REQUIRED WORK —
Go through the records and give each one again exactly.

--- EXTRACTED ENTRIES ---

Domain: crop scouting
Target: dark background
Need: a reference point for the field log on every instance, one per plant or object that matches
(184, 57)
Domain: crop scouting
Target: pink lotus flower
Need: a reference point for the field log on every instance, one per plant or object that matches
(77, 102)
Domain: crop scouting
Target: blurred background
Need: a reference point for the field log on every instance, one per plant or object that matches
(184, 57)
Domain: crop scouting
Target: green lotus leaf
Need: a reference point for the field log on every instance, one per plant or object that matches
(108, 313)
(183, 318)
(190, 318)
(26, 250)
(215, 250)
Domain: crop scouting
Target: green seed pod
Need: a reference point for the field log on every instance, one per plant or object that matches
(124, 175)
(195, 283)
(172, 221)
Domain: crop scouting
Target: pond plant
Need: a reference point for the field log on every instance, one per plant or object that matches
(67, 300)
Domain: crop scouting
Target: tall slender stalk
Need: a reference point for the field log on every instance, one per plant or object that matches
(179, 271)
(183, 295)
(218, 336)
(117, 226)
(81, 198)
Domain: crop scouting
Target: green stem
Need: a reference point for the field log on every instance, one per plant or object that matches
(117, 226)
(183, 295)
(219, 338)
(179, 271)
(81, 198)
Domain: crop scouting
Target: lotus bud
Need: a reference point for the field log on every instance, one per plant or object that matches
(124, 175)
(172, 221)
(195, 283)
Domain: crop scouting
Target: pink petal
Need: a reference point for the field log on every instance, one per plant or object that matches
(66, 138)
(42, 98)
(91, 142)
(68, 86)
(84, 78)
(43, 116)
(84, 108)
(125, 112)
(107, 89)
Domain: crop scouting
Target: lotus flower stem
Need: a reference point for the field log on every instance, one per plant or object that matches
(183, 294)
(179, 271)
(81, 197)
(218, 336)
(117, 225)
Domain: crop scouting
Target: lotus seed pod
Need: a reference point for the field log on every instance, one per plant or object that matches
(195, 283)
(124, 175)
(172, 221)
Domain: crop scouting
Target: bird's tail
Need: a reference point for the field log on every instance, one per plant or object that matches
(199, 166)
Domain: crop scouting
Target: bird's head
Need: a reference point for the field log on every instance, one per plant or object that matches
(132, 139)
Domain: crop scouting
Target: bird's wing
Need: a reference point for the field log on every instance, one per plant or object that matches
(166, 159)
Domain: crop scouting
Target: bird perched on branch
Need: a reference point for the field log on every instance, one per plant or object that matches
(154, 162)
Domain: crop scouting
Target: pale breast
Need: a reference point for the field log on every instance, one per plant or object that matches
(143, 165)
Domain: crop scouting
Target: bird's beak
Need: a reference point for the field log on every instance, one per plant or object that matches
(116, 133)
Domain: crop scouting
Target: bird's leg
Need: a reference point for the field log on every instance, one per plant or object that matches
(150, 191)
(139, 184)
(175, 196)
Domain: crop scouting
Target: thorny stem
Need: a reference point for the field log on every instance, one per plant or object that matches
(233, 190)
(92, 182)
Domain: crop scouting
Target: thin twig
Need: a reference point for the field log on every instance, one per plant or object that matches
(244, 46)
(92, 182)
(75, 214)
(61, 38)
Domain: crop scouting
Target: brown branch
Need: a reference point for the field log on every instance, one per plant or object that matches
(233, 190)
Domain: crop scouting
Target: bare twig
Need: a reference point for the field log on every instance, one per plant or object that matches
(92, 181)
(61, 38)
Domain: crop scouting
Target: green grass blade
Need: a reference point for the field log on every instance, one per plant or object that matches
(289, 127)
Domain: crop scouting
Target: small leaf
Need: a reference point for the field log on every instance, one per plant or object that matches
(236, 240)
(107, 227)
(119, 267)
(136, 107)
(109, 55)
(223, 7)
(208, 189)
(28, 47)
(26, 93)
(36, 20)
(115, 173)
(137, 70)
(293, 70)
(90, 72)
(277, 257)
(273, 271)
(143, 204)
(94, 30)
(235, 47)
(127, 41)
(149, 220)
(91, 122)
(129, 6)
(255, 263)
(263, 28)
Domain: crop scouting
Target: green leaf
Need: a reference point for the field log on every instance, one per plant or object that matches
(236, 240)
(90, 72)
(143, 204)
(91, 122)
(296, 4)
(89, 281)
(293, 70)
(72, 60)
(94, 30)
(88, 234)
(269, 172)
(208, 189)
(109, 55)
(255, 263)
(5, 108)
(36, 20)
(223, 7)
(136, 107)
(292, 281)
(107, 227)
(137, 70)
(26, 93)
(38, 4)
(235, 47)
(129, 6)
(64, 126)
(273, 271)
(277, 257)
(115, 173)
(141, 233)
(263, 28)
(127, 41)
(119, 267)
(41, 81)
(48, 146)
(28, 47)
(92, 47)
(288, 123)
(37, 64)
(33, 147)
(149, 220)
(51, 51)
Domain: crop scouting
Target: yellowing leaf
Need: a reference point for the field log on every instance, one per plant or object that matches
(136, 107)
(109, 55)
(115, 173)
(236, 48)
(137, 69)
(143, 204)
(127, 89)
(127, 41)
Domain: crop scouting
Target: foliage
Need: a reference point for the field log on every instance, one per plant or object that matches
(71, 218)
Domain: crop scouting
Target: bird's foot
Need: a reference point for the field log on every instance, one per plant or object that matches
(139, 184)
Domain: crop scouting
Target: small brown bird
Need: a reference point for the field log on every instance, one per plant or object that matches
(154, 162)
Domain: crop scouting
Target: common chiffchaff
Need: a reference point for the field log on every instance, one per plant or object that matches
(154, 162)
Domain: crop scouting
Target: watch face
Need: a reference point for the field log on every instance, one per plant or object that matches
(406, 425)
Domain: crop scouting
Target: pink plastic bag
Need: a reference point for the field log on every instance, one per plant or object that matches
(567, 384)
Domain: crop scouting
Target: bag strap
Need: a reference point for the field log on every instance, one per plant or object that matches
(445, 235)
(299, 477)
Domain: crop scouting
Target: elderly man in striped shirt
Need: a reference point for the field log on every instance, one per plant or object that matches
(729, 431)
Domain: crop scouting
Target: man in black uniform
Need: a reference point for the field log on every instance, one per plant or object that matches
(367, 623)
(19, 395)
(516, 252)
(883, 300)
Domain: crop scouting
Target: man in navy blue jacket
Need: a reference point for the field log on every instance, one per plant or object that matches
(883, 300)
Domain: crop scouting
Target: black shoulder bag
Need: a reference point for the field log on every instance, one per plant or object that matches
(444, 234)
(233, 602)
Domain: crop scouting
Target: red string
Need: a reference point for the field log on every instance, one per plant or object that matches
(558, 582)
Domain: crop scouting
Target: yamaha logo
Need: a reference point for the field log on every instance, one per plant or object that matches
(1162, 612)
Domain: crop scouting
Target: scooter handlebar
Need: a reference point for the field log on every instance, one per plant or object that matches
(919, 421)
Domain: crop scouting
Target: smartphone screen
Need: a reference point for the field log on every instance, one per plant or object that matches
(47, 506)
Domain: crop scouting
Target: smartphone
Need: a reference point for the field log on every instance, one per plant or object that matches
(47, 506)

---

EXPECTED ANSWER —
Domain: crop scouting
Target: dark background
Need: a reference point for the field log on every instance, one per plant or object that matches
(184, 57)
Domain: crop scouting
Target: pink lotus flower
Need: a reference point for the field log on every instance, one per plant or object that matches
(77, 102)
Domain: crop scouting
Target: blurred background
Need: a reference point for the field log on every instance, one per plant or object that matches
(184, 57)
Domain: crop scouting
Target: green lotus leaf
Need: a reference point for the field log on every instance, one per plant or object that matches
(108, 313)
(183, 318)
(190, 318)
(26, 250)
(215, 250)
Domain: crop scouting
Target: green seed pod
Need: a reference point for the field log on every instance, one per plant or object that matches
(124, 175)
(195, 283)
(172, 221)
Domain: crop scouting
Target: pond plant
Need: a reference point for the field log on every instance, one per plant or object that matches
(67, 300)
Domain: crop scouting
Target: tall slender stalk
Need: a reference point for the field log on every instance, one per plant or object that matches
(179, 271)
(183, 295)
(218, 336)
(117, 226)
(81, 198)
Domain: crop scouting
Target: green stem
Need: a reference point for the field log on every instance, one per plant or object that matches
(117, 226)
(183, 295)
(219, 338)
(179, 271)
(81, 198)
Domain: crop scouting
Target: lotus bud
Need: a reference point for the field log on every instance, one per plant or object that matches
(124, 175)
(172, 221)
(195, 283)
Domain: crop scouting
Target: pink petal
Need: a reference point for the field log on every instance, one per plant or object that matches
(66, 138)
(42, 98)
(91, 142)
(68, 86)
(84, 78)
(43, 116)
(84, 108)
(125, 112)
(107, 89)
Domain: crop scouting
Target: lotus flower stem
Need: a reference point for the field log on every instance, one per plant or object that matches
(183, 294)
(179, 271)
(81, 197)
(218, 336)
(117, 225)
Domain: crop scouting
Target: lotus seed pod
Need: a reference point for the field log on every instance, one per plant or object that matches
(195, 283)
(124, 175)
(172, 221)
Domain: crop scouting
Target: bird's tail
Need: a reference point for the field log on every instance, one per plant or object that matches
(199, 166)
Domain: crop scouting
Target: bird's head
Need: a reference point for the field log on every instance, one per plant or object that matches
(132, 139)
Domain: crop scouting
Target: bird's wing
Need: a reference point for the field log on every instance, one per plant or object that matches
(166, 159)
Domain: crop scouting
Target: bird perched on branch
Need: a reference point for the field log on every instance, one per plant or object that matches
(154, 162)
Domain: crop scouting
Target: pale breast
Need: a reference point for the field log on every instance, one per plant or object that matches
(143, 165)
Domain: crop scouting
Target: bird's beak
Need: a reference point for the field log on every instance, one per plant or object that matches
(116, 133)
Domain: crop scouting
Target: bird's leg
Need: a reference point for the field log on every instance, one per plant or object that matches
(150, 191)
(139, 184)
(175, 196)
Domain: crop scouting
Target: thorny stem
Need: a reference point for the field log on every instance, one per plant or object that matches
(233, 190)
(92, 182)
Domain: crop scouting
Target: thin twig
Need: a reference point for the field log on every instance, one per plant or object that matches
(244, 46)
(92, 182)
(75, 214)
(61, 38)
Domain: crop scouting
Target: brown branch
Need: a reference point for the field log on every instance, one per plant or object that matches
(233, 190)
Domain: crop scouting
Target: bare twig
Need: a reference point for the field log on every instance, one per plant or object that matches
(92, 181)
(61, 38)
Domain: crop scouting
Target: green grass blade
Need: a reference point for the field log on every instance, one per plant or object that matches
(289, 127)
Domain: crop scouting
Target: small leaf
Need: a reference point for the field log on every instance, one per plant or object that matches
(236, 240)
(107, 227)
(119, 267)
(136, 107)
(109, 55)
(223, 7)
(208, 189)
(28, 47)
(26, 93)
(36, 20)
(115, 173)
(137, 70)
(293, 70)
(90, 72)
(277, 257)
(273, 271)
(143, 204)
(94, 30)
(235, 47)
(127, 41)
(149, 220)
(91, 122)
(129, 6)
(255, 263)
(263, 28)
Domain: crop scouting
Target: green leaf
Need: a reference point for the field log on every instance, one per plant or object that matches
(236, 240)
(90, 72)
(143, 204)
(91, 122)
(296, 4)
(89, 281)
(293, 70)
(72, 60)
(94, 30)
(88, 234)
(269, 172)
(208, 189)
(109, 55)
(255, 263)
(5, 108)
(36, 20)
(223, 7)
(136, 107)
(292, 281)
(107, 227)
(137, 70)
(26, 93)
(38, 4)
(235, 47)
(129, 6)
(64, 126)
(273, 271)
(277, 257)
(115, 173)
(141, 233)
(263, 28)
(127, 41)
(119, 267)
(41, 81)
(48, 146)
(28, 47)
(92, 47)
(288, 123)
(37, 64)
(33, 147)
(149, 220)
(51, 51)
Domain: crop scouting
Target: yellowing leaf
Need: a reference point for the field log on every instance, one per plant or object that matches
(136, 107)
(109, 55)
(115, 173)
(236, 48)
(137, 69)
(143, 204)
(127, 89)
(127, 41)
Domain: crop scouting
Target: foliage
Need: a reference point for the field log on every instance, one per plant or object that matches
(71, 218)
Domain: crop scouting
Target: bird's foot
Need: a reference point for the field log on every instance, one per plant or object that matches
(139, 184)
Domain: crop scouting
Target: small brown bird
Need: a reference point for the field log on every instance, one per plant or object that matches
(154, 162)
Domain: crop scouting
Target: common chiffchaff
Need: a reference point for the field log on every instance, one per plant or object that matches
(154, 162)
Domain: crop scouting
Target: watch face
Need: a reference point for the field log on every instance, one per plant or object that matches
(406, 425)
Domain: crop scouting
Target: pink plastic bag
Need: a reference point for the field log on every instance, one per plant or object that matches
(567, 384)
Domain: crop scouting
Target: bag strap
Need: a reference point for the field log on every instance, one per plant or object that matches
(445, 235)
(299, 477)
Domain: crop scouting
Target: elderly man in striped shirt
Need: a reference point for the field log on every instance, one per plant or object that matches
(729, 431)
Domain: crop scouting
Target: man in black uniform
Need: a reference point for the field log on every instance, one per plant or object that matches
(367, 623)
(19, 395)
(516, 252)
(883, 300)
Domain: crop scouting
Target: man in navy blue jacket
Need: a reference point for the field log on every instance, one per plant or object that matches
(883, 300)
Domain: crop scouting
Target: black shoulder bag
Need: a reference point for the field log on every instance, one per plant or object that matches
(444, 234)
(233, 602)
Domain: crop scouting
Target: red string
Need: a reference point for the field log on every instance, one per plant or object that matches
(558, 582)
Domain: crop scouting
Target: yamaha logo
Need: a reference point for the field log on every instance, one per plant or object that matches
(1162, 612)
Domain: crop scouting
Target: scooter handlebar
Need: a reference point for the field log on every instance, one per plant or object that matches
(919, 421)
Domain: crop scouting
Target: smartphone screen
Need: a reference point for the field log on every instance, one per plant or object that matches
(47, 506)
Domain: crop scouting
Target: smartphone
Need: a reference point for the field log on every instance, one per plant or object that matches
(47, 506)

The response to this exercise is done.